** Exercise instructions **
A single figure is required: the number of lines below in which the word "optional" occurs.

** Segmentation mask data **

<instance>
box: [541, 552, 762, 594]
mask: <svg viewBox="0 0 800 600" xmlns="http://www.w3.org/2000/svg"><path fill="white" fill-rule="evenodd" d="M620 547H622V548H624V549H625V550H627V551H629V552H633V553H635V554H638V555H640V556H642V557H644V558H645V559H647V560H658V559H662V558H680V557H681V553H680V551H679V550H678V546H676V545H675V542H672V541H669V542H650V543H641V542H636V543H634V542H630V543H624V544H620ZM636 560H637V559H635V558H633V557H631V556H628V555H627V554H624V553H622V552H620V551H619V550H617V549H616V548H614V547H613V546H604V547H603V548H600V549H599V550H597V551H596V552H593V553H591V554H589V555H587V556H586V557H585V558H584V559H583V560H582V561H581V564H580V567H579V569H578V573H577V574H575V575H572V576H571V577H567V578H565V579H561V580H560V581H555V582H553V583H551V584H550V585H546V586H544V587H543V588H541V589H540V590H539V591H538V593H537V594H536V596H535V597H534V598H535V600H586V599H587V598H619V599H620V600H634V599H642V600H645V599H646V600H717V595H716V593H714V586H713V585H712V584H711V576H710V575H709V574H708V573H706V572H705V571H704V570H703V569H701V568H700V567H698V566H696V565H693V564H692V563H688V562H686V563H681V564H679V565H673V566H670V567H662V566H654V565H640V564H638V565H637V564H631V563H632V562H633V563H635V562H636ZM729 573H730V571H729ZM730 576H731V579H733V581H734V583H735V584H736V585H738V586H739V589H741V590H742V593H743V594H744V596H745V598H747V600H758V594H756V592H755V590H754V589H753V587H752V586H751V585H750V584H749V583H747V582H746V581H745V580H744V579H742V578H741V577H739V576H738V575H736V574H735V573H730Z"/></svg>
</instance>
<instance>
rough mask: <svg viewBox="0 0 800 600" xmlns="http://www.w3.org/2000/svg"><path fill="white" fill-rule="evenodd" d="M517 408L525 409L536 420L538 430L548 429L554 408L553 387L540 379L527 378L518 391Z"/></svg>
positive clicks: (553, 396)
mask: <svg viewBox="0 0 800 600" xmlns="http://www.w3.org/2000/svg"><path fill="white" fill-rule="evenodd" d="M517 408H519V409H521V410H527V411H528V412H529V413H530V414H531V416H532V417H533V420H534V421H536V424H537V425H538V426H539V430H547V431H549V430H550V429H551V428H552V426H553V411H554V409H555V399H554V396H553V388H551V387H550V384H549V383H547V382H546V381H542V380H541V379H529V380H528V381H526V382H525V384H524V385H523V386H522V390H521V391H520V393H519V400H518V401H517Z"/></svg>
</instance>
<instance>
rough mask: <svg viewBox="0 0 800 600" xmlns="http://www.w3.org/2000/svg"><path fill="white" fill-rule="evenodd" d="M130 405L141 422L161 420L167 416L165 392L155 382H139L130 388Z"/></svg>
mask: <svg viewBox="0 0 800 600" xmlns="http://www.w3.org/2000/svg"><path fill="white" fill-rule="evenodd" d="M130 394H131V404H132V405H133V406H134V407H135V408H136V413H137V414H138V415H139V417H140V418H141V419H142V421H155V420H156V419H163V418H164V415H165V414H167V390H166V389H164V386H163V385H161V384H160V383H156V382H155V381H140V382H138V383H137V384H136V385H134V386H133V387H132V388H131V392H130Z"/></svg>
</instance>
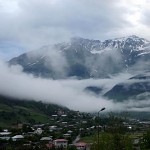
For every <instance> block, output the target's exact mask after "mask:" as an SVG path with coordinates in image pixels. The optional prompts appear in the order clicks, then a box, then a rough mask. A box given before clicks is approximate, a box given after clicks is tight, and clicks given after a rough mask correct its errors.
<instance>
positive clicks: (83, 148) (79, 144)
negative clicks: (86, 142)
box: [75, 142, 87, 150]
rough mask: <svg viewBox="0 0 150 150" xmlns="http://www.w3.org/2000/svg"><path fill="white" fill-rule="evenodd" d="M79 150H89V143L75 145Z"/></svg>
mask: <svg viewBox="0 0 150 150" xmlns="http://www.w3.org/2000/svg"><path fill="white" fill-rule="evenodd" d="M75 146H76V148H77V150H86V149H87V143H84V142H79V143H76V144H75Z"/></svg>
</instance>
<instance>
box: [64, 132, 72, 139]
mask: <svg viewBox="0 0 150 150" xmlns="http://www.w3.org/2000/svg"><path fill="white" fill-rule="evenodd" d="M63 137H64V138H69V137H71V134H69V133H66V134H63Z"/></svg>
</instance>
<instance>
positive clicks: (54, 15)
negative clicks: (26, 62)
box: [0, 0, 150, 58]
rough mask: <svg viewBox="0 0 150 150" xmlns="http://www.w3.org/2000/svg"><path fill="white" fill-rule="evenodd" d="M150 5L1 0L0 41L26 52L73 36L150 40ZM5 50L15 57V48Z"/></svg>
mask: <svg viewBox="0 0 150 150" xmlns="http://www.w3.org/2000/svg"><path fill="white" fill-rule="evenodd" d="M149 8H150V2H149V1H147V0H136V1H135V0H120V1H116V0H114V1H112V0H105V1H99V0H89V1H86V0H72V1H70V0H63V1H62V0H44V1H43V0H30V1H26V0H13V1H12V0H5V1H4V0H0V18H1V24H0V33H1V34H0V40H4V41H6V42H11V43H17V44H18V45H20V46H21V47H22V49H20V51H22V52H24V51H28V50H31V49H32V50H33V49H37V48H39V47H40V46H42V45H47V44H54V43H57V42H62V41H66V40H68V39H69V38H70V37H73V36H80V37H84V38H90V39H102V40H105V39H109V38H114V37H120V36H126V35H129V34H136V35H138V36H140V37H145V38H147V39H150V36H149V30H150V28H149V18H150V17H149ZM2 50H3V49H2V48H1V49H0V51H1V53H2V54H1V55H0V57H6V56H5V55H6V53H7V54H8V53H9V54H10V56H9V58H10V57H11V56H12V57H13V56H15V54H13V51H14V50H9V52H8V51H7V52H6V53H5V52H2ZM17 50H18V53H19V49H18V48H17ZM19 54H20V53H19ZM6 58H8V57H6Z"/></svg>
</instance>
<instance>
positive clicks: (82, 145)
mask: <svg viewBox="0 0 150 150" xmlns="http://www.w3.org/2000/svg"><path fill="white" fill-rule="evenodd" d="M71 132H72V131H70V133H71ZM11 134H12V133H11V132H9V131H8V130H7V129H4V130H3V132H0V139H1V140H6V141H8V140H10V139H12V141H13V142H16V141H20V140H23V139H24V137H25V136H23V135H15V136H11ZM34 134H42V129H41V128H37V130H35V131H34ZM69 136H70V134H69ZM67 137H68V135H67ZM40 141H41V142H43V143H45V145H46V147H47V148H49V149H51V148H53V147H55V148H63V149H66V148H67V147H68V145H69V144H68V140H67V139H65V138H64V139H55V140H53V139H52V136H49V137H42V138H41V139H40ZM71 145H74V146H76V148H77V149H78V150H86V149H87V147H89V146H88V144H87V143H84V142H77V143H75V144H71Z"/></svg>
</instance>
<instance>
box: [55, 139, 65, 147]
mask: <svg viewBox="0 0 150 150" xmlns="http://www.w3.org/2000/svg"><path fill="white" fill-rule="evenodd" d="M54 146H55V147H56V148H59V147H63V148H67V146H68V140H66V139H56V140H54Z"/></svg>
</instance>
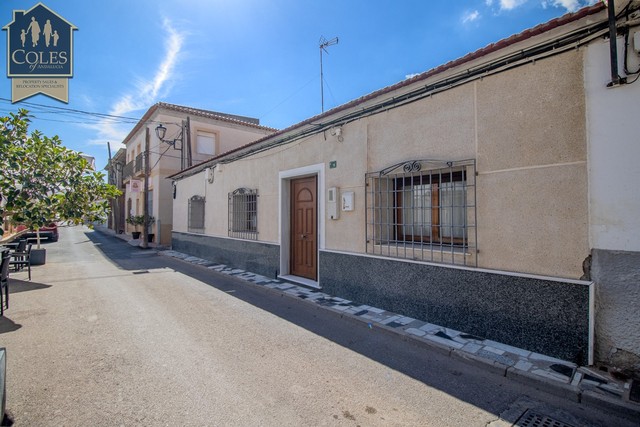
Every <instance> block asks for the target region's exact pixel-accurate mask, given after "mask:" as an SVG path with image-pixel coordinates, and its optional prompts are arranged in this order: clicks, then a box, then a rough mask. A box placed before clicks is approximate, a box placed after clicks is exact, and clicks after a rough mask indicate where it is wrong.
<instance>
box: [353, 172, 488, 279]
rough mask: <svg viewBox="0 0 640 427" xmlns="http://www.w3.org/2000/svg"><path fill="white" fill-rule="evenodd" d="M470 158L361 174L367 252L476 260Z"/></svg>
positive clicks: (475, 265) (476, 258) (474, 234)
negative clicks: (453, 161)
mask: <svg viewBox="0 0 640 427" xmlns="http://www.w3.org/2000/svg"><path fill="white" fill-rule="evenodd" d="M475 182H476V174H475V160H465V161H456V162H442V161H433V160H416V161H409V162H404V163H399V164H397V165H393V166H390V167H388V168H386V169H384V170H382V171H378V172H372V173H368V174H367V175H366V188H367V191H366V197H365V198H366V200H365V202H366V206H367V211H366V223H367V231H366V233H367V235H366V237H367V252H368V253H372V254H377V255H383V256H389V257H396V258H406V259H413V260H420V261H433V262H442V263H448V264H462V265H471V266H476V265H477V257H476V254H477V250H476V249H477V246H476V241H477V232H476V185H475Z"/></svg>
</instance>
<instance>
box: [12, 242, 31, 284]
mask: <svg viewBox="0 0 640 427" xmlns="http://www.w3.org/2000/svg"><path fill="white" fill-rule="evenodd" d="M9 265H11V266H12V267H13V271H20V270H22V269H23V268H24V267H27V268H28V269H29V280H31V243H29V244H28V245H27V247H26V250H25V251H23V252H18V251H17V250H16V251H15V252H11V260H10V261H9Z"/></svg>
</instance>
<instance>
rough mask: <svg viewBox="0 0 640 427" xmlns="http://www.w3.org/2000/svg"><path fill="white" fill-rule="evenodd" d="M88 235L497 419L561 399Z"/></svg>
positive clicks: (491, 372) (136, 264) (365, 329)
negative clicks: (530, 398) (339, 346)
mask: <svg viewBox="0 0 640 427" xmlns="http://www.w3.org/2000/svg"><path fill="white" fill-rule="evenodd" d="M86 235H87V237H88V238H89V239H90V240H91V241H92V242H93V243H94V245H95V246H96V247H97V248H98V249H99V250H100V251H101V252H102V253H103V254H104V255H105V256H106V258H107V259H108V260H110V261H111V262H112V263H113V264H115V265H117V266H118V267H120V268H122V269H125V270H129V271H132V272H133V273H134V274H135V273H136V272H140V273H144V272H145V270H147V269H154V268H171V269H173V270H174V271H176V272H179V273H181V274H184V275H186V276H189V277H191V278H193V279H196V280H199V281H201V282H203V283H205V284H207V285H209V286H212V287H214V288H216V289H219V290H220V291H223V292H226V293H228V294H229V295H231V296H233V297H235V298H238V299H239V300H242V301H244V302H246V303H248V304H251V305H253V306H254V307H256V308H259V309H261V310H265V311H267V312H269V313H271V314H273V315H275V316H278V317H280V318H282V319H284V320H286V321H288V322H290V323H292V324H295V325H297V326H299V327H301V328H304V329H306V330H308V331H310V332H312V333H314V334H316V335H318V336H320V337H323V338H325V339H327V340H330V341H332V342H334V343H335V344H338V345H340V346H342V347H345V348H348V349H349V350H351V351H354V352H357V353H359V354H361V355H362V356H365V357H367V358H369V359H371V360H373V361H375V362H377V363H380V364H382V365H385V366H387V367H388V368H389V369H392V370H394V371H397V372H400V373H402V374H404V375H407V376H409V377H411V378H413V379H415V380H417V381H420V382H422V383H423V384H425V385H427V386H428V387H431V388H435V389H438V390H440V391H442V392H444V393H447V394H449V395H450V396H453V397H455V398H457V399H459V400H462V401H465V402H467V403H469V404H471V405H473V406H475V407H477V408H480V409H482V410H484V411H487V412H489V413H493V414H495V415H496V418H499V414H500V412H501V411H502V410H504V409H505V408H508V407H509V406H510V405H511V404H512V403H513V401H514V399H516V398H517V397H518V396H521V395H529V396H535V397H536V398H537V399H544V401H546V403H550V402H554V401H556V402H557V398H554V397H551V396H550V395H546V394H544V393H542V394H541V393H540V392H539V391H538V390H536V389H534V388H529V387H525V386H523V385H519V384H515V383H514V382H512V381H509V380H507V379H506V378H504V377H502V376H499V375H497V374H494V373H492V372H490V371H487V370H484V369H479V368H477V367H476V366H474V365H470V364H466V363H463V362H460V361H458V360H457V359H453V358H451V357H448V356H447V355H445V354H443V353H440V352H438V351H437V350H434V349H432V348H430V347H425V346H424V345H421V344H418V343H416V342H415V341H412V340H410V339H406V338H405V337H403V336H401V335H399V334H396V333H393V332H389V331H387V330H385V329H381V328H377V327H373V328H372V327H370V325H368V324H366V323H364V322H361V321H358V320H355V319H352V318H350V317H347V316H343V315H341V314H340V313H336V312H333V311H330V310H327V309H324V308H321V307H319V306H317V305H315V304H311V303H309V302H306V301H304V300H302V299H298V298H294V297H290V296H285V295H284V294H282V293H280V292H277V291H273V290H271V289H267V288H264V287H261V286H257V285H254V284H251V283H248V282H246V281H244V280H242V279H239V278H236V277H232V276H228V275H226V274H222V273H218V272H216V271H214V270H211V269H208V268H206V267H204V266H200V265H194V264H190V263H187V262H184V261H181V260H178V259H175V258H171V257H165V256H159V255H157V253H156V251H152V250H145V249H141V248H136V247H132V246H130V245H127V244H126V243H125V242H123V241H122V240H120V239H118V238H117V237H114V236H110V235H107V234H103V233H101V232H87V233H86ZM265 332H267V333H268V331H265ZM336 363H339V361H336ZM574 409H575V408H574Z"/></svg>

** Result of this exercise **
2